*Excerpt*:
====
Published: 22 March 2012

Abstract

Background

Musculoskeletal symptoms among adolescents are related to the time spent using a computer, but little is known about the seriousness of the symptoms or how much they affect everyday life. The purpose of the present study was to examine the intensity of musculoskeletal pain and level of inconvenience to everyday life, in relation to time spent using a computer.

Methods

In a survey, 436 school children (12 to 13 and 15 to 16 years of age), answered a questionnaire on musculoskeletal and computer-associated musculoskeletal symptoms in neck-shoulder, low back, head, eyes, hands, and fingers or wrists. Pain intensity (computer-associated symptoms) and inconvenience to everyday life (musculoskeletal symptoms) were measured using a visual analogue scale. Based on the frequency and intensity, three categories were formed to classify pain at each anatomic site: none, mild, and moderate/severe. The association with time spent using the computer was analyzed by multinomial logistic regression.

Results

Moderate/severe pain intensity was most often reported in the neck-shoulders (21%); head (20%); and eyes (14%); and moderate/severe inconvenience to everyday life was most often reported due to head (29%), neck-shoulders (21%), and low back (16%) pain. Compared with those using the computer less than 3.6 hours/week, computer use of ≥ 14 hours/week, was associated with moderate/severe increase in computer-associated musculoskeletal pain at all anatomic sites (odds ratio [OR] = 2.9-4.4), and moderate/severe inconvenience to everyday life due to low back (OR = 2.5) and head (OR = 2.0) pain.

Conclusions

Musculoskeletal symptoms causing moderate/severe pain and inconvenience to everyday life are common among adolescent computer users. Daily computer use of 2 hours or more increases the risk for pain at most anatomic sites.
====
*Given records*:
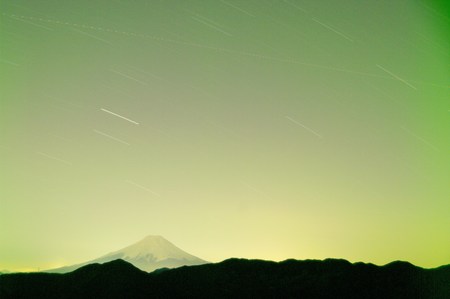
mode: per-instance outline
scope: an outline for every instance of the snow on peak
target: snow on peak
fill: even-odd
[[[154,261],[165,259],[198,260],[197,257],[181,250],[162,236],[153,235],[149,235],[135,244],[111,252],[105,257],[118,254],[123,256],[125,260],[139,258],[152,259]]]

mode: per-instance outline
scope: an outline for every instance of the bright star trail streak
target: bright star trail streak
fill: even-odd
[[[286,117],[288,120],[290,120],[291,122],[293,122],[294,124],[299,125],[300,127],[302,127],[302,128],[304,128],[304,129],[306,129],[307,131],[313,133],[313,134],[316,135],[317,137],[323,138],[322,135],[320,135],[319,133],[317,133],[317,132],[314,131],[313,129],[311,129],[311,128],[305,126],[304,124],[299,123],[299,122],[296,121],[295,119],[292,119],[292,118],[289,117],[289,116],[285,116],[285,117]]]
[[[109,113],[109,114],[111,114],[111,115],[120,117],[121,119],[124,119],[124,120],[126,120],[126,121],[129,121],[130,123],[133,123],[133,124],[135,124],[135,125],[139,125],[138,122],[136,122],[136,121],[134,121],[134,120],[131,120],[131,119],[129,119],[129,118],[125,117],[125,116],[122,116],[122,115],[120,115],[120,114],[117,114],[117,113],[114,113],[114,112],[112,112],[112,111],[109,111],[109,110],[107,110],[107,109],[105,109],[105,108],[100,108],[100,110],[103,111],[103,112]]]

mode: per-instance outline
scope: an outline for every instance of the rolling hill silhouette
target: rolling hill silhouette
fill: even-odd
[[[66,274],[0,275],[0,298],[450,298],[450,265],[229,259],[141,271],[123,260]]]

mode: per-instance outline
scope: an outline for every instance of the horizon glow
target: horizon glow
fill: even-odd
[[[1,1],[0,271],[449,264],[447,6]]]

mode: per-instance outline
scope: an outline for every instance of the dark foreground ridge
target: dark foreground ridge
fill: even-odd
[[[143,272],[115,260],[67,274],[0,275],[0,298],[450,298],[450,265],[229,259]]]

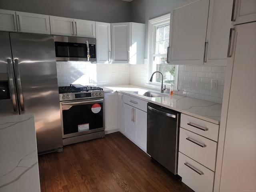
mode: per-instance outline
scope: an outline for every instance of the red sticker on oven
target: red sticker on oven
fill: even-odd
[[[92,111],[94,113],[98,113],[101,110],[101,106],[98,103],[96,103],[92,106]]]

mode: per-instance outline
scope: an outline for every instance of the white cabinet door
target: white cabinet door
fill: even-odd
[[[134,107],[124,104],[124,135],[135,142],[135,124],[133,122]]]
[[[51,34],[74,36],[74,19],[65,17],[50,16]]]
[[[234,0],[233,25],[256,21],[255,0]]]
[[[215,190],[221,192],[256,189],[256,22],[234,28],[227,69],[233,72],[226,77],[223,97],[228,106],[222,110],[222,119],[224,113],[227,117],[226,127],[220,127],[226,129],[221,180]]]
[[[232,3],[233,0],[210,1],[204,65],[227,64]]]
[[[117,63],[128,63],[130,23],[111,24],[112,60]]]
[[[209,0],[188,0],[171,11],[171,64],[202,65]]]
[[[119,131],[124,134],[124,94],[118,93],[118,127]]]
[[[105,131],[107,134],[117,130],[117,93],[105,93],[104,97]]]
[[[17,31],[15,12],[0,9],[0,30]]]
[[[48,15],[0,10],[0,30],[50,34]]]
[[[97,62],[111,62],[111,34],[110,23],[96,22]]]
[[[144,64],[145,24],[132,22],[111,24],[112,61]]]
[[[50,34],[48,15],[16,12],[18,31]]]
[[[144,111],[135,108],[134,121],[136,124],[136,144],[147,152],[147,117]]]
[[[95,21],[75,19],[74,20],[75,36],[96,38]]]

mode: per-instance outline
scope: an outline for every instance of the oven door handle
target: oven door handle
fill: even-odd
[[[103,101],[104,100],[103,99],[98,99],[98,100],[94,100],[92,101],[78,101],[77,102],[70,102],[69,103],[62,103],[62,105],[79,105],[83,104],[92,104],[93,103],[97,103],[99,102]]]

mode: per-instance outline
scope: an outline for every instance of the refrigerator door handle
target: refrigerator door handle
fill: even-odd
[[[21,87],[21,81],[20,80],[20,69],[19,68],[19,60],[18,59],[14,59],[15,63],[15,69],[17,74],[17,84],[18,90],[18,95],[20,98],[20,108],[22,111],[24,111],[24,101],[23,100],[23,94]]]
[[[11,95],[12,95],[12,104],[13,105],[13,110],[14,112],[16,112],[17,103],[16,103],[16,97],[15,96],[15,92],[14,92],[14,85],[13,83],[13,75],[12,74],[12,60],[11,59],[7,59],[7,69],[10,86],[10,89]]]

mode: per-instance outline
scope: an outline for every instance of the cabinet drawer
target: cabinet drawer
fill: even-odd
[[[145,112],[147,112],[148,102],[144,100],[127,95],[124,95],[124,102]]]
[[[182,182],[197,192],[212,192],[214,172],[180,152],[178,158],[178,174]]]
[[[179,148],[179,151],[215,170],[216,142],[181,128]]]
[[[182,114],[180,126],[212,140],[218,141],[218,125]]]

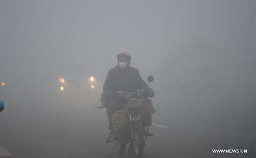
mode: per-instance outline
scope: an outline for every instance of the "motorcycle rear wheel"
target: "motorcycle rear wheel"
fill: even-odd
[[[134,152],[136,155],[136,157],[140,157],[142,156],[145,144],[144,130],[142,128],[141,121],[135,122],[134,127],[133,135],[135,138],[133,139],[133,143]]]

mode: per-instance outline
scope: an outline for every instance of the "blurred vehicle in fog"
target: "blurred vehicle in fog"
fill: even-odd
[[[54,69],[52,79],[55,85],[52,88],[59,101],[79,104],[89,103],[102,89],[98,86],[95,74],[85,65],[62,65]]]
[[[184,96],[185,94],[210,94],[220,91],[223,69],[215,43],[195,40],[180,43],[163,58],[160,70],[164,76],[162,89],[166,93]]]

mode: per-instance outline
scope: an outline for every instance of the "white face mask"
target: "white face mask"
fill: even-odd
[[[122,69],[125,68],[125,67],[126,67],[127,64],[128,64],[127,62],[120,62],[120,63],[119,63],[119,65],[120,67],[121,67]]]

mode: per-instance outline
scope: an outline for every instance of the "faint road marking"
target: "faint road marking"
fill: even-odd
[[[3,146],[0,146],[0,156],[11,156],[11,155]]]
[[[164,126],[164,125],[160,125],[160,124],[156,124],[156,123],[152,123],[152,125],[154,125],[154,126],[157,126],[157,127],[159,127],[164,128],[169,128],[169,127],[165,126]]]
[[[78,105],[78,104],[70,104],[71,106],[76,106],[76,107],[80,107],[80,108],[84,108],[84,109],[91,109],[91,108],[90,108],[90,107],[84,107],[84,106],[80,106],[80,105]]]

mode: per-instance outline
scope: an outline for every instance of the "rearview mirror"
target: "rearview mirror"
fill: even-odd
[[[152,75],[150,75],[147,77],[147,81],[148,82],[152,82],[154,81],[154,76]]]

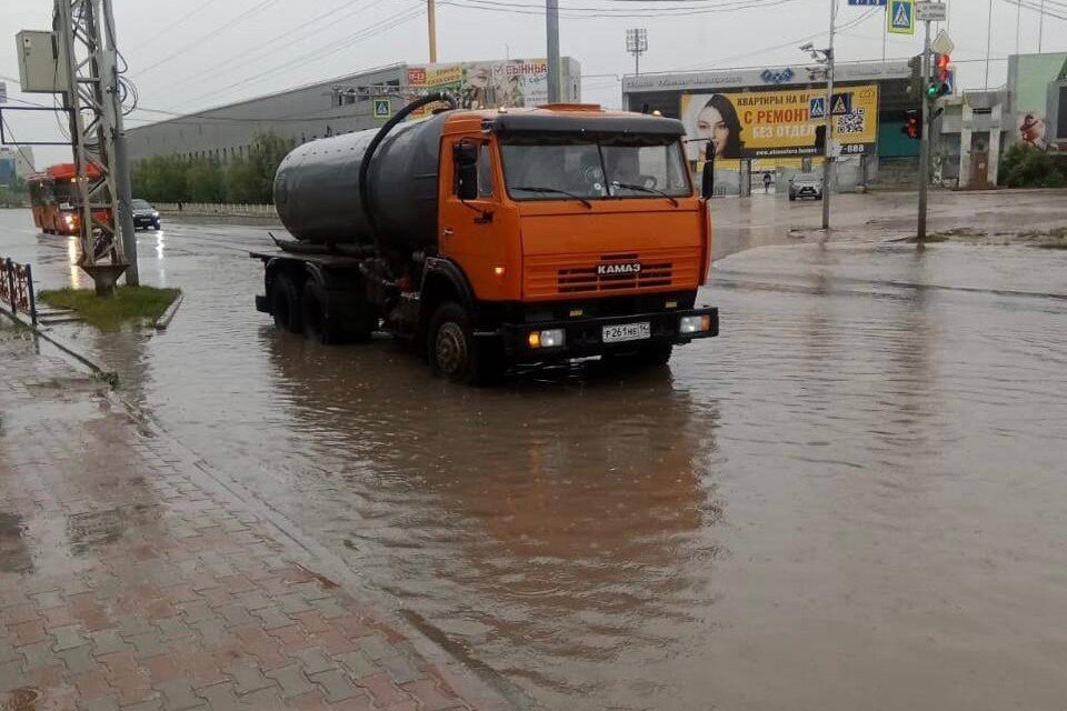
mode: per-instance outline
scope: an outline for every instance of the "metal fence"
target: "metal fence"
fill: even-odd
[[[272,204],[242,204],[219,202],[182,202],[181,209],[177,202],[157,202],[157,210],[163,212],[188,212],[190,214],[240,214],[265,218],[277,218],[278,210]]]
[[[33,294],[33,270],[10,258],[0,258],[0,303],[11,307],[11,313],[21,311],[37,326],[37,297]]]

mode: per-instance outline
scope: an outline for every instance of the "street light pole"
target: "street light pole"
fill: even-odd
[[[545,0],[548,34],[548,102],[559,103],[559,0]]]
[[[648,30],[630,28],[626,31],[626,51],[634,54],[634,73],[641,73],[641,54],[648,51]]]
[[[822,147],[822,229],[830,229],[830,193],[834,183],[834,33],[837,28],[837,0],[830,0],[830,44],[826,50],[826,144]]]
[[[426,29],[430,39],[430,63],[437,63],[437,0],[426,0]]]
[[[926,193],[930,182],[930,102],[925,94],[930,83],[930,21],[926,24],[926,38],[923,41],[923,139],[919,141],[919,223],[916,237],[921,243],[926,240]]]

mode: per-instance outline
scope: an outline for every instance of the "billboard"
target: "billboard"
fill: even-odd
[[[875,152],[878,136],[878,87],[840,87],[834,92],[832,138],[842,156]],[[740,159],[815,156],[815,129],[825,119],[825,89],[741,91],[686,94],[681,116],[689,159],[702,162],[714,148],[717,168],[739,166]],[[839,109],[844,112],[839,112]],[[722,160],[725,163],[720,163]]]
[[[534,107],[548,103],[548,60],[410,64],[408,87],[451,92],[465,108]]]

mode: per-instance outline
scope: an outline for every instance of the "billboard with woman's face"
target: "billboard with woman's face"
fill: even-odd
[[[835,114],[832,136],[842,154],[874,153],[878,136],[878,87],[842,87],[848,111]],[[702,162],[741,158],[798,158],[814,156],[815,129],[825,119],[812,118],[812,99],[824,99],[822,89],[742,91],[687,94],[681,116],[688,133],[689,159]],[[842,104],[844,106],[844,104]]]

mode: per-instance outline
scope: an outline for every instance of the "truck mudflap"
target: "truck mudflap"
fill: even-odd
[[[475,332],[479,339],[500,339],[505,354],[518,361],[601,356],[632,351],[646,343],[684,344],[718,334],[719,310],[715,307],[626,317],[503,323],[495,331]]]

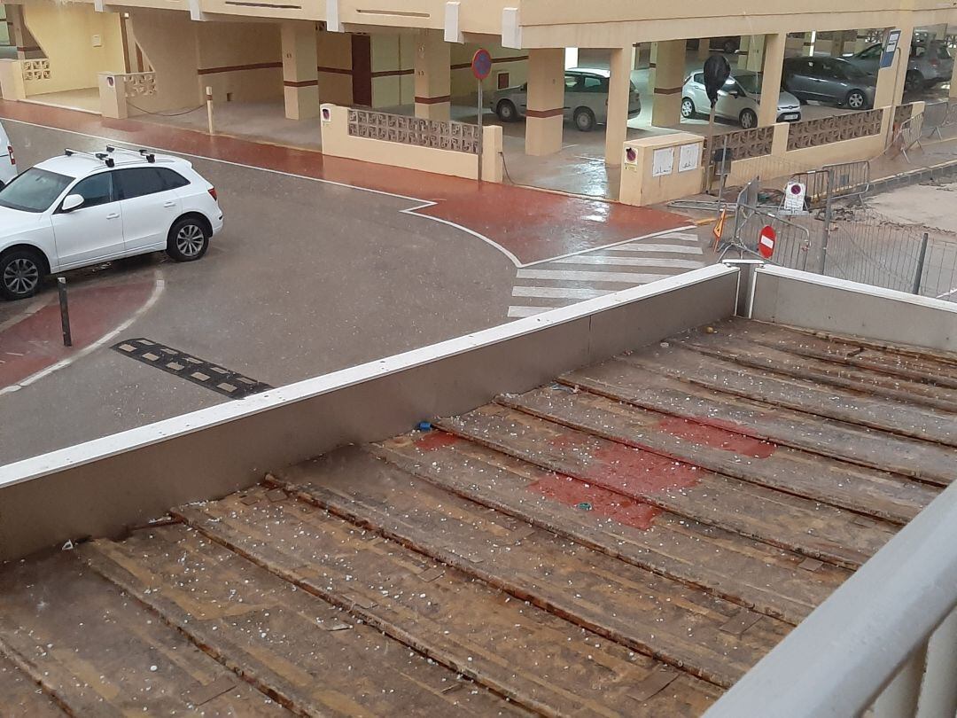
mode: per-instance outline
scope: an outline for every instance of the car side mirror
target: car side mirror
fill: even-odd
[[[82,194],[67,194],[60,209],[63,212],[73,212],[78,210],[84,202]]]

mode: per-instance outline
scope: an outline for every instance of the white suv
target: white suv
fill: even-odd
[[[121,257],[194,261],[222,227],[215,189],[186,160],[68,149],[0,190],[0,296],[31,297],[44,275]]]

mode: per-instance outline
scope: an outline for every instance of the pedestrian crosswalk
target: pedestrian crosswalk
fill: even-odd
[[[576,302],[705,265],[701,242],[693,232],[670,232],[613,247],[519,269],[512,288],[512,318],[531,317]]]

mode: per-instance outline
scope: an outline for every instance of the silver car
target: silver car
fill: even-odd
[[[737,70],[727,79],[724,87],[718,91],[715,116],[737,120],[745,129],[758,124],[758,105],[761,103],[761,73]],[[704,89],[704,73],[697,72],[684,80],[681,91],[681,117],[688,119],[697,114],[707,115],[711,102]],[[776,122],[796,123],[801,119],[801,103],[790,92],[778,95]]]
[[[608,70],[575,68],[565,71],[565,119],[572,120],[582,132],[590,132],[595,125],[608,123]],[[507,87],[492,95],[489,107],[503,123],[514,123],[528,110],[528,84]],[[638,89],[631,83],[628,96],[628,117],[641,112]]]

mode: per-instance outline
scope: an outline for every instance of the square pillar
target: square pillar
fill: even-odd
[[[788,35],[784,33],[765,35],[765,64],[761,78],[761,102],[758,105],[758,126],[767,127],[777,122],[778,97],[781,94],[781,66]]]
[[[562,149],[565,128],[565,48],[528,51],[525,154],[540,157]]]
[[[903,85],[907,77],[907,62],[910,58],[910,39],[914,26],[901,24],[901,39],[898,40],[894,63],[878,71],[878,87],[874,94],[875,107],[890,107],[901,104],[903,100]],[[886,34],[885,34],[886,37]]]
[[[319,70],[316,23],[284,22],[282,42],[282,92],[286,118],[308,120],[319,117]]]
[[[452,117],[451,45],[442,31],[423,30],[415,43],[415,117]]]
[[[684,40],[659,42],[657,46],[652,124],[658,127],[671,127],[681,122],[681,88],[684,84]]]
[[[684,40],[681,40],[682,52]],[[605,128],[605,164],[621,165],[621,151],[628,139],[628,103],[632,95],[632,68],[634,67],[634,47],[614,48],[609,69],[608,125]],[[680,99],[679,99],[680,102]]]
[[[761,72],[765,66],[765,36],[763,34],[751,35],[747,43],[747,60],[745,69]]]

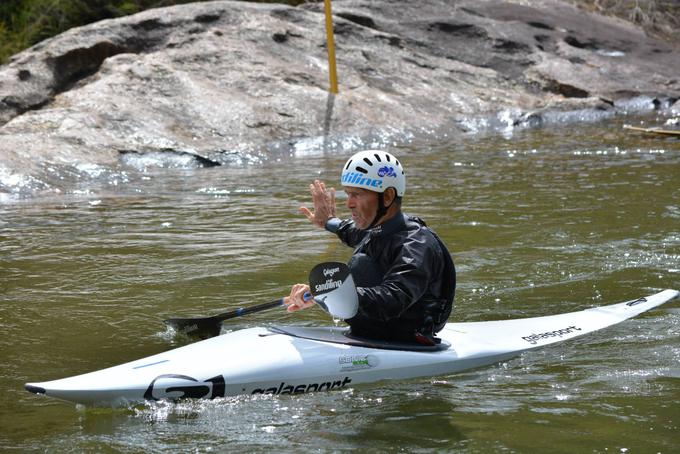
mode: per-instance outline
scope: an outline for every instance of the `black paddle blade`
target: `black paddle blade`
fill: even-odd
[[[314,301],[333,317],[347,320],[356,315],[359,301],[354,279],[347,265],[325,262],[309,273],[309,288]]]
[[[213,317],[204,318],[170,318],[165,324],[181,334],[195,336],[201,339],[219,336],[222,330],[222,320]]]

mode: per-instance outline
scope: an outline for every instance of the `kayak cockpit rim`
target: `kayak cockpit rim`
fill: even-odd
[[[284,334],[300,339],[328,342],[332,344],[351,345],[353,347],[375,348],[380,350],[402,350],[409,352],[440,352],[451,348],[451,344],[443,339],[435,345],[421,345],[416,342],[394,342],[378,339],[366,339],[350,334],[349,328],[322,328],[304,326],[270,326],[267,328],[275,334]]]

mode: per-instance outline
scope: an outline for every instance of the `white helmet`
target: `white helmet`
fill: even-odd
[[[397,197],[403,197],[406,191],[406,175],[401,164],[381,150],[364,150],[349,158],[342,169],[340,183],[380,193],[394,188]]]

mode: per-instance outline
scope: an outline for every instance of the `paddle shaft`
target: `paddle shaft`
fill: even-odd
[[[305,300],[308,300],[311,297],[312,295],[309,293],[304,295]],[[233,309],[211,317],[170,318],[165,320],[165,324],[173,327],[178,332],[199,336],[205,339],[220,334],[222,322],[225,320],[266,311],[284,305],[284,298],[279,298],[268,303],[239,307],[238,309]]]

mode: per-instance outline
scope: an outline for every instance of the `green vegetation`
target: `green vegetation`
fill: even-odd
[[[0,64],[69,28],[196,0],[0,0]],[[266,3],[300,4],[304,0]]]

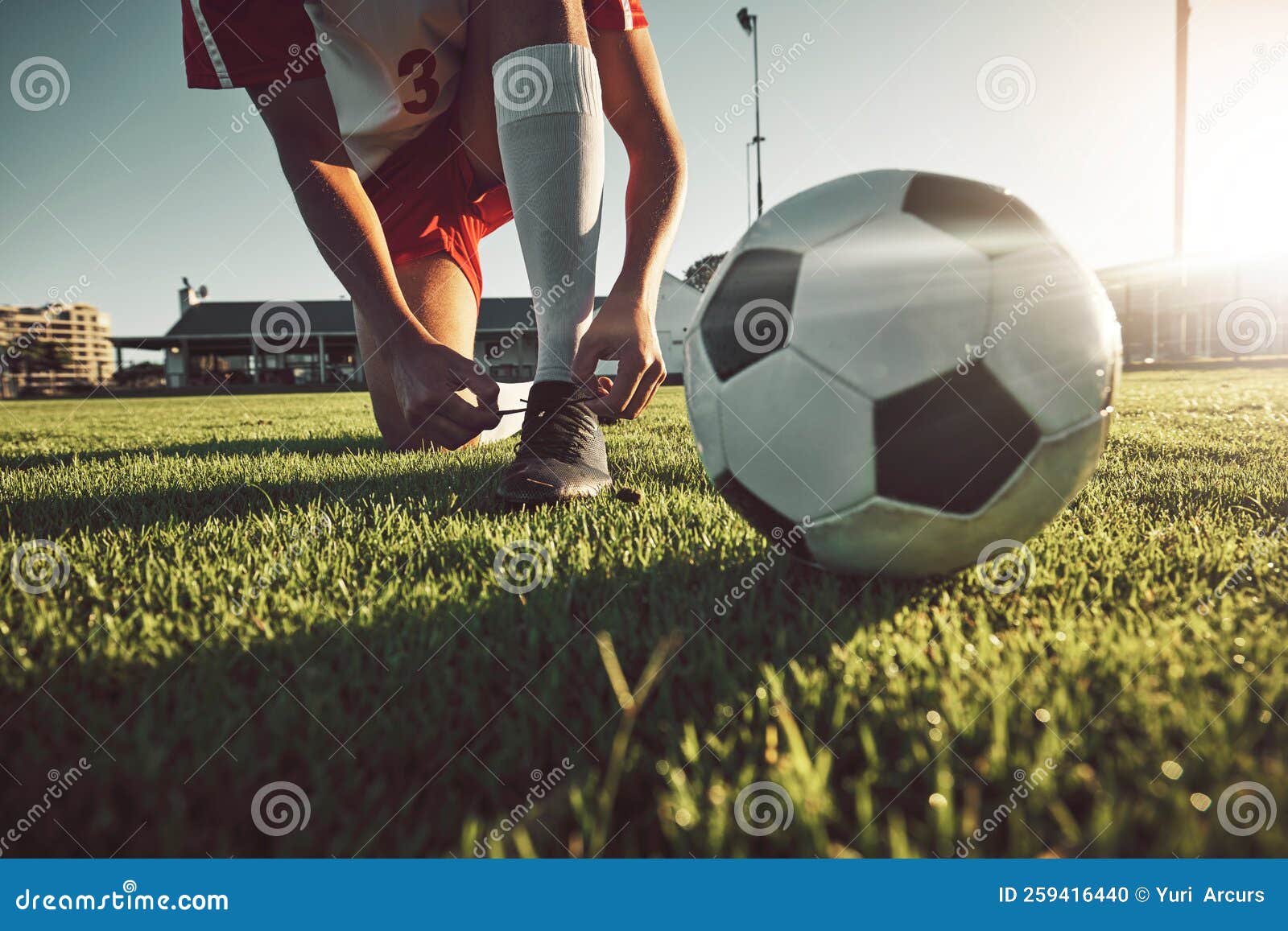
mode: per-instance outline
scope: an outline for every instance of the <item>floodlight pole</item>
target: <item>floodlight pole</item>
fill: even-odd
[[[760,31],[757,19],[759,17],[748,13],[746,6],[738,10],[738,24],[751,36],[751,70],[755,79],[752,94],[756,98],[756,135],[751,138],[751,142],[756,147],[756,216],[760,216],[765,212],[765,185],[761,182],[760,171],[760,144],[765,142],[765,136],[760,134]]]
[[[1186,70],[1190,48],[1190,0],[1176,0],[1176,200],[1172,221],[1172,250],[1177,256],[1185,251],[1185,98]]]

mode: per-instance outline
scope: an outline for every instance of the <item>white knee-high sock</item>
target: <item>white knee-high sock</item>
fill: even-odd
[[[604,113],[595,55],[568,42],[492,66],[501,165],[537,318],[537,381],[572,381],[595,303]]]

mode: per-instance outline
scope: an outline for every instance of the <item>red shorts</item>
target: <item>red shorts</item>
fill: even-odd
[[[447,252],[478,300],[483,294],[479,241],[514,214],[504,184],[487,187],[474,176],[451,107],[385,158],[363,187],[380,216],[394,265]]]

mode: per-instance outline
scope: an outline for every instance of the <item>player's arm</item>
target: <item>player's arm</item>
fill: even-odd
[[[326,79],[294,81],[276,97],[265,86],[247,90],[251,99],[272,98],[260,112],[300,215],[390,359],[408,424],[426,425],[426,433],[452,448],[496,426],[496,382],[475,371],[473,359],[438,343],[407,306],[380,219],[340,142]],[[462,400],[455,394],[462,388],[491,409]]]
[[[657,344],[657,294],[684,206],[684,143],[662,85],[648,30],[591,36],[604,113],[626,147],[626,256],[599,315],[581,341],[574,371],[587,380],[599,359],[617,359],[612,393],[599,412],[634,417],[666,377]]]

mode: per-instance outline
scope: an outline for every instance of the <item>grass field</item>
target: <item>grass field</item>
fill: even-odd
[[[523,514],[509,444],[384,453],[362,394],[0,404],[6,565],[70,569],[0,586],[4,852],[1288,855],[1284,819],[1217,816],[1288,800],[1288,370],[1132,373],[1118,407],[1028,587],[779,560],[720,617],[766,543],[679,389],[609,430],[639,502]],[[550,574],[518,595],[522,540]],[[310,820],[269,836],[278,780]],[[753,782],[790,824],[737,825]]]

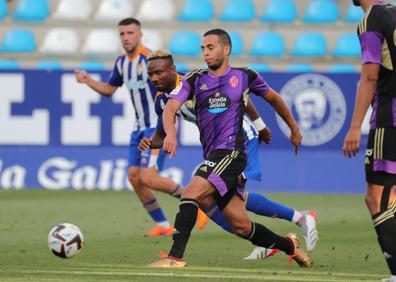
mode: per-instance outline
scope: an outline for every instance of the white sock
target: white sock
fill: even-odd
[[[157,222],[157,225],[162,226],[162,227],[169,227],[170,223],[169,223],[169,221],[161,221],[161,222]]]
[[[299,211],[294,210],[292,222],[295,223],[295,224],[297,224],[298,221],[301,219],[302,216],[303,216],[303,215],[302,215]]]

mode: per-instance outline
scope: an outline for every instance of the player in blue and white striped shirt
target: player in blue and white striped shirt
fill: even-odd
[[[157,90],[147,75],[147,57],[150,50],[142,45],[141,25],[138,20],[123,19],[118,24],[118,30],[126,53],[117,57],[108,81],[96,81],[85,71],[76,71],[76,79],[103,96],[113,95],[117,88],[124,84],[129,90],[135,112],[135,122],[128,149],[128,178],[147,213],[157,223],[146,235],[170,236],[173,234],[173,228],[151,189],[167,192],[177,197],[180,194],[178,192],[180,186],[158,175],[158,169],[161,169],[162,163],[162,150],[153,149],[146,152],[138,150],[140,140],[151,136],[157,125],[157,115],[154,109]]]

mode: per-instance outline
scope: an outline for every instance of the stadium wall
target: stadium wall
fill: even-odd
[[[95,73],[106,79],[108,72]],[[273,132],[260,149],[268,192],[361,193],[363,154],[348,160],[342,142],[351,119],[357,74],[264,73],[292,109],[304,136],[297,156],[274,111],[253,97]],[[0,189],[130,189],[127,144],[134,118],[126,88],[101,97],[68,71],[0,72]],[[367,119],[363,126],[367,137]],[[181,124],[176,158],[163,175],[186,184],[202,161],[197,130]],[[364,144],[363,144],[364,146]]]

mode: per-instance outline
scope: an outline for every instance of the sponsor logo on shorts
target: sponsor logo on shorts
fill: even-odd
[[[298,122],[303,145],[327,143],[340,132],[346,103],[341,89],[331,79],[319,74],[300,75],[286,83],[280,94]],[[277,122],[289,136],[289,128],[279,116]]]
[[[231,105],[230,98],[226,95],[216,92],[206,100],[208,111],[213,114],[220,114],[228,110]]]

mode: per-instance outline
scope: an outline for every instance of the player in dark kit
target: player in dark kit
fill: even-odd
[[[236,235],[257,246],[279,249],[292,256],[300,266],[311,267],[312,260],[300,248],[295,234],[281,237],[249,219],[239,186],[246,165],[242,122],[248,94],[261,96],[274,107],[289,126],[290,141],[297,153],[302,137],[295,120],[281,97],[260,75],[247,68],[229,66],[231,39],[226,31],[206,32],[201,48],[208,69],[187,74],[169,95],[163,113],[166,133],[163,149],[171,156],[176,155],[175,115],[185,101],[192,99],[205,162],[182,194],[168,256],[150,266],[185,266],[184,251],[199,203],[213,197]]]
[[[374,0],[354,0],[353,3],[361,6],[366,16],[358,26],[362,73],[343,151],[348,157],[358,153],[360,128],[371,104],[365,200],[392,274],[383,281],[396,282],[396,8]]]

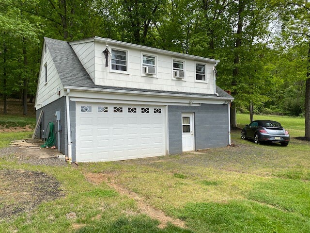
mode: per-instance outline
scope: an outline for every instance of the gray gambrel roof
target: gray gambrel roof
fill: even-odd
====
*Problem*:
Reproduce word for word the part of the adolescent computer-use abstract starting with "In a survey, 436" and going on through "multinomial logistic regression.".

*Problem solution*:
In a survey, 436 school children (12 to 13 and 15 to 16 years of age), answered a questionnaire on musculoskeletal and computer-associated musculoskeletal symptoms in neck-shoulder, low back, head, eyes, hands, and fingers or wrists. Pain intensity (computer-associated symptoms) and inconvenience to everyday life (musculoskeletal symptoms) were measured using a visual analogue scale. Based on the frequency and intensity, three categories were formed to classify pain at each anatomic site: none, mild, and moderate/severe. The association with time spent using the computer was analyzed by multinomial logistic regression.